#### Passage fourni
------------------------------------------------
Ce sont ces différents paramètres qui vont constituer des clés de lecture du récit :
« Josué, fils de Noun, serviteur de l’Éternel, mourut à l’âge de 110 ans. On l’ensevelit dans le territoire de sa possession à Timnat Hérès,
dans la montagne d’Ephraïm, au nord du Mont Gaach. Quand toute cette génération, à son tour, fut réunie à ses pères, une autre génération lui succéda qui ne connaissait pas l’Éternel, ni ce qu’il avait fait pour Israël. » (Juges II, 8 à 10).
Les racines de cette orientation vers l’idolâtrie résident dans la nature de la transmission du patrimoine historique et spirituel.
Avec la mort de Josué et de toute sa génération, ce sont les témoins oculaires de l’arrivée en Canaan et de la conquête, qui ont disparu.
------------------------------------------------
#### Entrées d'annotation de coordonnées
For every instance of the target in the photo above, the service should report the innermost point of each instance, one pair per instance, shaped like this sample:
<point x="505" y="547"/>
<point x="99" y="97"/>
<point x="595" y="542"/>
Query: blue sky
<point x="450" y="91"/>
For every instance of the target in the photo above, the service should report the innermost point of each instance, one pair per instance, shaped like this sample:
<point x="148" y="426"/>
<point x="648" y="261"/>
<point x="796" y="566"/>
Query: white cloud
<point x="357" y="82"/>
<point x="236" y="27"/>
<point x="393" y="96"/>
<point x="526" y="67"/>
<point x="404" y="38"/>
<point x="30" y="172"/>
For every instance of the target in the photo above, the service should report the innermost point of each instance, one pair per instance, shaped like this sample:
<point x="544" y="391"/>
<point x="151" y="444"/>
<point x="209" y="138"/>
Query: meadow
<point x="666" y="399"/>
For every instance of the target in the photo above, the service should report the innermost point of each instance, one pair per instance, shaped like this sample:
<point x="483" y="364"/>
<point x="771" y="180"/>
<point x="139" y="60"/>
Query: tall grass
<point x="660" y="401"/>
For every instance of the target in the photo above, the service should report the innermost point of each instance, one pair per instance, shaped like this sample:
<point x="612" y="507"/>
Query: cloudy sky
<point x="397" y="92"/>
------------------------------------------------
#### Consignes
a - Comptez les lignes des entrées qui contiennent la chaîne « Query », puis indiquez ce nombre seul.
b - Poursuivez le passage sur la mort de Josué et de sa génération en reprenant après sa dernière phrase.

#### Résultats de l'exercice
a - 5

b -
Or, en l’absence de témoins directs, c’est la transmission entre générations qui doit prendre le relais pour assurer la pérennité de la relation à D-ieu. Tant que l’on est dans la période de conquête, on est en relation avec D-ieu. Celle-ci est alors dépendante des miracles et du vécu direct.
Avec le changement d’époque et l’arrêt de la guerre, on s’installe dans l’habitude et le miracle devient rare. Si la transmission n’est pas assurée de façon active, l’oubli s’installe.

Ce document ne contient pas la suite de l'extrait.